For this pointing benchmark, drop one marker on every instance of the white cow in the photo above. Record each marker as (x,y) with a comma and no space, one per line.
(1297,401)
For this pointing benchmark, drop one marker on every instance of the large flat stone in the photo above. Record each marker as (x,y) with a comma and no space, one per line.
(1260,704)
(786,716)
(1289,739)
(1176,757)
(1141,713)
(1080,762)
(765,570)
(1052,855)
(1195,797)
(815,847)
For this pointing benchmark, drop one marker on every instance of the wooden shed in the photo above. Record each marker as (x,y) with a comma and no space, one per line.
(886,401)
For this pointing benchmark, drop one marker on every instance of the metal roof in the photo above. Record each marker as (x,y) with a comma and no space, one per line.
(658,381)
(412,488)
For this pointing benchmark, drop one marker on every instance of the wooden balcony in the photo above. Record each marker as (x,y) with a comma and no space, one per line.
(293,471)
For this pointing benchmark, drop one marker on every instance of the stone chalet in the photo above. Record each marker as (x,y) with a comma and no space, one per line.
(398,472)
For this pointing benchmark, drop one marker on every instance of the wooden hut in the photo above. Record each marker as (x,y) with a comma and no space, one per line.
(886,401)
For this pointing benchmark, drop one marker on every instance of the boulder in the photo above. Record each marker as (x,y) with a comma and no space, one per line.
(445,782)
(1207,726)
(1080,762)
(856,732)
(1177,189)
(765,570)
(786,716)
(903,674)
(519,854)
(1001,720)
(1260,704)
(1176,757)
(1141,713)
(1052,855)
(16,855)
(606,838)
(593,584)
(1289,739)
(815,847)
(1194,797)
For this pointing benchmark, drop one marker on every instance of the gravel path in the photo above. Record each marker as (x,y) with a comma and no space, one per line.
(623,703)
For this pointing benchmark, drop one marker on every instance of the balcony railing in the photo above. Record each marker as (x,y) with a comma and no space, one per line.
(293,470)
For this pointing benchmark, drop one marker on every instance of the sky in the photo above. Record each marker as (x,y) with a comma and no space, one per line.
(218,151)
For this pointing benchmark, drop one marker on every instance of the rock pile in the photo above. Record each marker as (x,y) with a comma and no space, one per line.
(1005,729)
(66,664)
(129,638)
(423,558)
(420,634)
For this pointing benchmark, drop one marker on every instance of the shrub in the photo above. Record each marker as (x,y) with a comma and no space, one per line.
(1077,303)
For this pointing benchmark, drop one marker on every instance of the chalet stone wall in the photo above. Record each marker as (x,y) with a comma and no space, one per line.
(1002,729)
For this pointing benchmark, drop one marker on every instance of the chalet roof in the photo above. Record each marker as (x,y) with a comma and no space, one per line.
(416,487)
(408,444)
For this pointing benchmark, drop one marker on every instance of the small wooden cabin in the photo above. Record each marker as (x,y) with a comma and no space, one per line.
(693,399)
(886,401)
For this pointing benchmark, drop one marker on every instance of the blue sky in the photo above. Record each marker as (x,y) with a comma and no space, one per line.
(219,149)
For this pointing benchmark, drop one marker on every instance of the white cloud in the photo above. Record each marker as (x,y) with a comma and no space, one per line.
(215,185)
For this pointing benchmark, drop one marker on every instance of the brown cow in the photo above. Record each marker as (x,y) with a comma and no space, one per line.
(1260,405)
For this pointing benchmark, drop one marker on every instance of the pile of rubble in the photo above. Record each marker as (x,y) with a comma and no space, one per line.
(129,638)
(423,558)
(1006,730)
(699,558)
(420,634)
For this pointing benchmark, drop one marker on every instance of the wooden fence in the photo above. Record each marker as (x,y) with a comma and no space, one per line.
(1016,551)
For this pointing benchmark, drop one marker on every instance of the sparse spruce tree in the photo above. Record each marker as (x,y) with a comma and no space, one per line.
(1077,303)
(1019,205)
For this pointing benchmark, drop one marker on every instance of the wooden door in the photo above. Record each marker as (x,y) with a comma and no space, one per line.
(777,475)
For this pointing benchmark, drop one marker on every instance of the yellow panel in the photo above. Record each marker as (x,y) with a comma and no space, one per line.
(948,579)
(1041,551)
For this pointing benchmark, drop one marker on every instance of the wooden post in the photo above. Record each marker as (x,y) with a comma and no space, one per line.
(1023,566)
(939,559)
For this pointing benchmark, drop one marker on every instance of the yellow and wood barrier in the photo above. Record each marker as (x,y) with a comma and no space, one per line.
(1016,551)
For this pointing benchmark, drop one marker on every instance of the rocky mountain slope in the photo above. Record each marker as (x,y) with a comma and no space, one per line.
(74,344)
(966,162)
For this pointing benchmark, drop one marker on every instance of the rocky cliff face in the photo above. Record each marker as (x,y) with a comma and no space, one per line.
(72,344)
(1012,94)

════

_TASK DIRECTIONS:_
Extract, word for word, each line of the listing above.

_EXERCISE SOLUTION:_
For this pointing benchmark, drop one marker on every instance of the white cow in the photo above. Record each marker as (x,y) with a comma and no space, one per line.
(1297,401)
For this pointing benchmark, drop one marker on every instance of the large flat stone in the photo above. Record each marker as (x,y) with a comma and no space, one per line.
(1260,704)
(786,716)
(1289,739)
(1176,757)
(1141,713)
(1080,762)
(765,570)
(1052,855)
(1195,797)
(815,847)
For this pointing benchmark, drop one marker on every instance of the wooden shed in the photo above. Record each marker as (x,y) with a comma and no space, one per line.
(886,401)
For this pointing benchmark, drop one marker on every instance of the metal roof in the photo above. Record each marker as (x,y) with a comma and no space, one per line.
(658,381)
(412,488)
For this pointing benchmark, drop one marker on every instance of the wooden balcony in the photo above. Record each marker as (x,y) with a comma and no space, one per line.
(293,471)
For this pointing benchmark, drop one marker on every instance of the stone chalet in the photo above. Record each marker as (x,y) with a comma and no space, one per line.
(398,472)
For this pointing benchmark, drop one marker on every instance of the wooden hut in the photo above. Record each marker as (x,y) with a comma and no space, one per line.
(886,401)
For this pointing benchmark, drop one marker on every instance of the boulder in the photo above. Record each marker as (x,y) with a comma and no space, one per line.
(445,782)
(1207,726)
(1080,762)
(856,732)
(1177,189)
(765,570)
(786,716)
(903,674)
(519,854)
(1001,720)
(1260,704)
(1176,757)
(1141,713)
(1052,855)
(16,855)
(606,838)
(593,584)
(1289,739)
(815,847)
(1194,797)
For this pointing benchmark, drop one marker on every instance of the gravel path in the photo above. Record each marker as (x,y) with a comma and no space, one per line.
(623,703)
For this pointing benchmark, drop one marker on every instance of the balcony railing in the photo above. Record each marker as (x,y) with a comma and no space, one per line.
(293,470)
For this pointing benchmark, drop one marker on every instance of the sky in the photo above. Record each marker as (x,y) with a comma and no space, one per line.
(218,151)
For this pointing benchmark, drop one marker on every instance of the rock pile in the photo above. Record each marker as (x,y) with a comma and no space, one per line.
(1005,729)
(66,664)
(129,638)
(423,558)
(420,634)
For this pointing benchmark, drop one marker on every instance of the shrub in the photo above. Record each marker as (x,y) with a comma and no space, one per line.
(1077,303)
For this pointing benchmark, drop one marker on every instance of the chalet stone wall in the photo above. Record each marker as (x,y) with a comma and no space, one per line.
(1002,729)
For this pointing benchmark, drop one marker on every instance of the chalet roof in the photo above. Record each marker as (x,y) with a comma and no space, one per line.
(416,487)
(408,444)
For this pointing benchmark, drop one marker on every instance of the small wooden cabin in the photo above. Record each marker as (x,y) with a comma and no space, one per line.
(693,399)
(886,401)
For this pointing benchmark, drop one marker on every instance of the blue sky in the photo above. Record each marker as (x,y) with a comma and no space, one per line.
(219,149)
For this pointing benchmark, drop one marker on every instance of the white cloud in the photo above. Record each marker as (x,y) with a comma and no space, one per line.
(215,185)
For this pointing benchmark, drop one marker on every instance of the brown cow in the photo above. Record each marker as (x,y) with a comma and no space, one per line.
(1260,405)
For this pointing benchmark, drop one marker on every instance of the pile of rubble in the photo above. Record each marker as (x,y) with a comma and no space, one per line.
(129,638)
(423,558)
(1006,730)
(699,558)
(420,634)
For this pointing benchmark, drop one marker on every instance of the wooden fence in the photo above. Record each marker as (x,y) with a comma and no space, one per line.
(1016,551)
For this pointing benchmark, drop one marker on every instance of the sparse spruce tree in the photo above. Record each marker as (x,y) with a comma and no space, one per line.
(1077,303)
(1019,205)
For this pointing benchmark, drop one marker on every instance of the wooden door in the photo above. Record each marker as (x,y) with a comma and no space, one per line.
(777,475)
For this pointing benchmark, drop one marker on every instance of the yellow panel in the photo above. Record each marker as (x,y) with a comma and no space, one per line.
(948,579)
(1041,551)
For this pointing benchmark, drop one marker on every instance of the wooden post in the photo above. Record each marker as (x,y) with a comma and no space, one per line.
(1023,566)
(939,559)
For this pointing benchmark, drop one marker on every instance of the yellow and wood barrier in the photo above. Record each marker as (x,y) with a comma and no space, one per line.
(1016,551)
For this pointing benchmark, drop one marker on every instance of the rocky mountain slope in the photo above. Record each marker as (x,y) with a comma and no space, one per line.
(74,344)
(966,162)
For this pointing benchmark, drop one marker on every instance of the rocky cliff face in the photo above. Record each marker as (x,y) with a comma and no space, one per line.
(72,344)
(1012,94)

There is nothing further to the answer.